> _Written exercise_:
Put the lines of this material into a Markdown table with two columns, Row and Line, numbering the rows in order and leaving out any blank lines. Include every line from start to finish.

(Dataset records)
——
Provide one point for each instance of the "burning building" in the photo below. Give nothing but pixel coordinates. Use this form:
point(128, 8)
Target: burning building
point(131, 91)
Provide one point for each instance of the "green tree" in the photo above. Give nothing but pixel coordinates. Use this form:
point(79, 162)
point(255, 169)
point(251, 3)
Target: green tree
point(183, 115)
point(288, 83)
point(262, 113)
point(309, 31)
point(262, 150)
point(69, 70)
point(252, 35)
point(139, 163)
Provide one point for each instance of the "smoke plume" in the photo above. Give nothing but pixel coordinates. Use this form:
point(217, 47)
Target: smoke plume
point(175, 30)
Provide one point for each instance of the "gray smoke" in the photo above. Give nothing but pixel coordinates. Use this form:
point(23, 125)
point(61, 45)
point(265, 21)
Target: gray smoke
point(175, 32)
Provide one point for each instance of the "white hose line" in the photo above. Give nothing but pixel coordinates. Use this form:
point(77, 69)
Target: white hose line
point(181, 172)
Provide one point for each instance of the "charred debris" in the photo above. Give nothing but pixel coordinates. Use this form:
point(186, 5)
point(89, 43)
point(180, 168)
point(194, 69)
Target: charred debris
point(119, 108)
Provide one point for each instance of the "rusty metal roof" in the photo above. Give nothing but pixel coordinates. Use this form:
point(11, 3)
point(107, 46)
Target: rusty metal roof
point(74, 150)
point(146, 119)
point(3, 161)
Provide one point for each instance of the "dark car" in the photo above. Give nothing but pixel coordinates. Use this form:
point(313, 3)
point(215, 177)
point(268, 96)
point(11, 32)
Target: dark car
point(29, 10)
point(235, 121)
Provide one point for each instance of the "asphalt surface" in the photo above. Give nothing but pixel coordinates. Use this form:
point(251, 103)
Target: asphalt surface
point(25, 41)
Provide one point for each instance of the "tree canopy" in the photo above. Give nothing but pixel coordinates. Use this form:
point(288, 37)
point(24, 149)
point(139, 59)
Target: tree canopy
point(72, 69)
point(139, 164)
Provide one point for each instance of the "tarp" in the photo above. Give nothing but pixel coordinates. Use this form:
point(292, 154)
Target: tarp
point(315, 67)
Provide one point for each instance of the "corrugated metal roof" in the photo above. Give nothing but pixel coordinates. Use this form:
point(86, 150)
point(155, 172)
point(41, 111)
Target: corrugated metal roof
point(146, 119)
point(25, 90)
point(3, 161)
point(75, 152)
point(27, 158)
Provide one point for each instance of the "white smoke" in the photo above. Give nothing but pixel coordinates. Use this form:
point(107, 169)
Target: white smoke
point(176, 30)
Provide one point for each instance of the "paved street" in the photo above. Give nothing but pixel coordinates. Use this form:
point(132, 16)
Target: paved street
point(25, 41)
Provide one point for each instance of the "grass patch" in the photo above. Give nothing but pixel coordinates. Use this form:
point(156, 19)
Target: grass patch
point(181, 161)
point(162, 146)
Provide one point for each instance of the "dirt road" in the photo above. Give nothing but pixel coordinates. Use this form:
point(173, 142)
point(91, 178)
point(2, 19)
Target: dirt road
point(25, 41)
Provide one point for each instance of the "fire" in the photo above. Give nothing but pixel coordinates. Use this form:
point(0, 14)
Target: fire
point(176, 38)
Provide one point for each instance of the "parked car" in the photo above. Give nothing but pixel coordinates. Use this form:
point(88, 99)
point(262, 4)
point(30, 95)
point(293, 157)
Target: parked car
——
> _Task solution_:
| Row | Line |
|---|---|
| 1 | Provide one point for each instance of the "burning building" in the photo below. Give nothing but pixel coordinates. Use this form: |
| 2 | point(128, 8) |
| 3 | Target: burning building |
| 4 | point(131, 91) |
| 5 | Provide one point for each instance of the "green tree" in the photo above. Give nothing but pixel coordinates. Use this form: |
| 6 | point(79, 162) |
| 7 | point(255, 169) |
| 8 | point(251, 3) |
| 9 | Target: green tree |
| 10 | point(183, 115) |
| 11 | point(288, 83) |
| 12 | point(262, 113) |
| 13 | point(309, 31) |
| 14 | point(262, 150) |
| 15 | point(69, 70) |
| 16 | point(252, 35) |
| 17 | point(139, 163) |
| 18 | Provide one point for each instance of the "smoke plume" in the photo above. Give nothing but pixel coordinates. Use this form: |
| 19 | point(217, 47) |
| 20 | Target: smoke plume |
| 21 | point(175, 30) |
| 22 | Provide one point for each instance of the "gray smoke" in the photo above. Give nothing but pixel coordinates. Use this form: |
| 23 | point(23, 125) |
| 24 | point(61, 45) |
| 25 | point(265, 21) |
| 26 | Target: gray smoke |
| 27 | point(175, 32) |
| 28 | Provide one point for each instance of the "white hose line" in the photo above. Give nothing but pixel coordinates. Use this form: |
| 29 | point(77, 69) |
| 30 | Target: white hose line |
| 31 | point(181, 172) |
| 32 | Provide one point for each instance of the "charred debris" in the photo above. Give nothing but pixel coordinates. Use this form: |
| 33 | point(186, 5) |
| 34 | point(89, 43) |
| 35 | point(180, 168) |
| 36 | point(194, 69) |
| 37 | Target: charred debris |
| 38 | point(119, 108) |
| 39 | Provide one point for each instance of the "rusty metal roof" in the photo above. Give nothing but pixel coordinates. Use this form: |
| 40 | point(11, 3) |
| 41 | point(107, 46) |
| 42 | Target: rusty metal roof |
| 43 | point(74, 150) |
| 44 | point(146, 119) |
| 45 | point(3, 161) |
| 46 | Provide one point for each instance of the "dark car" in the photo above. Give nothing but pixel coordinates. Use this form: |
| 47 | point(313, 3) |
| 48 | point(215, 177) |
| 49 | point(268, 96) |
| 50 | point(11, 32) |
| 51 | Target: dark car |
| 52 | point(29, 10) |
| 53 | point(235, 121) |
| 54 | Provide one point for each instance of the "asphalt surface" in the photo above. Give nothing but pixel coordinates. Use this form: |
| 55 | point(251, 103) |
| 56 | Target: asphalt surface |
| 57 | point(25, 41) |
| 58 | Provide one point for each instance of the "tree canopy" in the photo above. Give nothing but pixel coordinates. Use this form: |
| 59 | point(288, 37) |
| 60 | point(24, 149) |
| 61 | point(139, 59) |
| 62 | Target: tree canopy |
| 63 | point(72, 69) |
| 64 | point(139, 164) |
| 65 | Provide one point for each instance of the "tarp" in the photo above. Give nothing but pixel coordinates. Use this form: |
| 66 | point(292, 154) |
| 67 | Target: tarp |
| 68 | point(315, 67) |
| 69 | Provide one point for each instance of the "corrugated metal roof" in the photo above. Give nothing but pixel coordinates. Use this form: |
| 70 | point(86, 150) |
| 71 | point(155, 172) |
| 72 | point(41, 111) |
| 73 | Target: corrugated metal roof |
| 74 | point(146, 119) |
| 75 | point(25, 90) |
| 76 | point(3, 161) |
| 77 | point(75, 152) |
| 78 | point(27, 158) |
| 79 | Provide one point for each instance of the "white smoke" in the photo above. Give nothing but pixel coordinates. Use this form: |
| 80 | point(107, 169) |
| 81 | Target: white smoke |
| 82 | point(176, 30) |
| 83 | Provide one point for each instance of the "paved street" in the photo above. Give nothing but pixel coordinates. Use this form: |
| 84 | point(132, 16) |
| 85 | Target: paved street |
| 86 | point(25, 41) |
| 87 | Provide one point for each instance of the "grass patch" in the photo above. Give nothing but pixel coordinates. Use this form: |
| 88 | point(156, 19) |
| 89 | Target: grass patch |
| 90 | point(181, 161) |
| 91 | point(162, 146) |
| 92 | Provide one point for each instance of the "dirt road" in the photo above. Give nothing but pixel coordinates. Use this form: |
| 93 | point(173, 142) |
| 94 | point(91, 178) |
| 95 | point(2, 19) |
| 96 | Target: dirt road |
| 97 | point(25, 41) |
| 98 | Provide one point for each instance of the "fire" in the photo above. Give nothing but pixel coordinates. Use this form: |
| 99 | point(0, 14) |
| 100 | Target: fire |
| 101 | point(176, 38) |
| 102 | Provide one point for each instance of the "parked car" in the photo above. Give nothing but pixel coordinates. Use this form: |
| 103 | point(88, 99) |
| 104 | point(262, 4) |
| 105 | point(30, 95) |
| 106 | point(293, 157) |
| 107 | Target: parked car |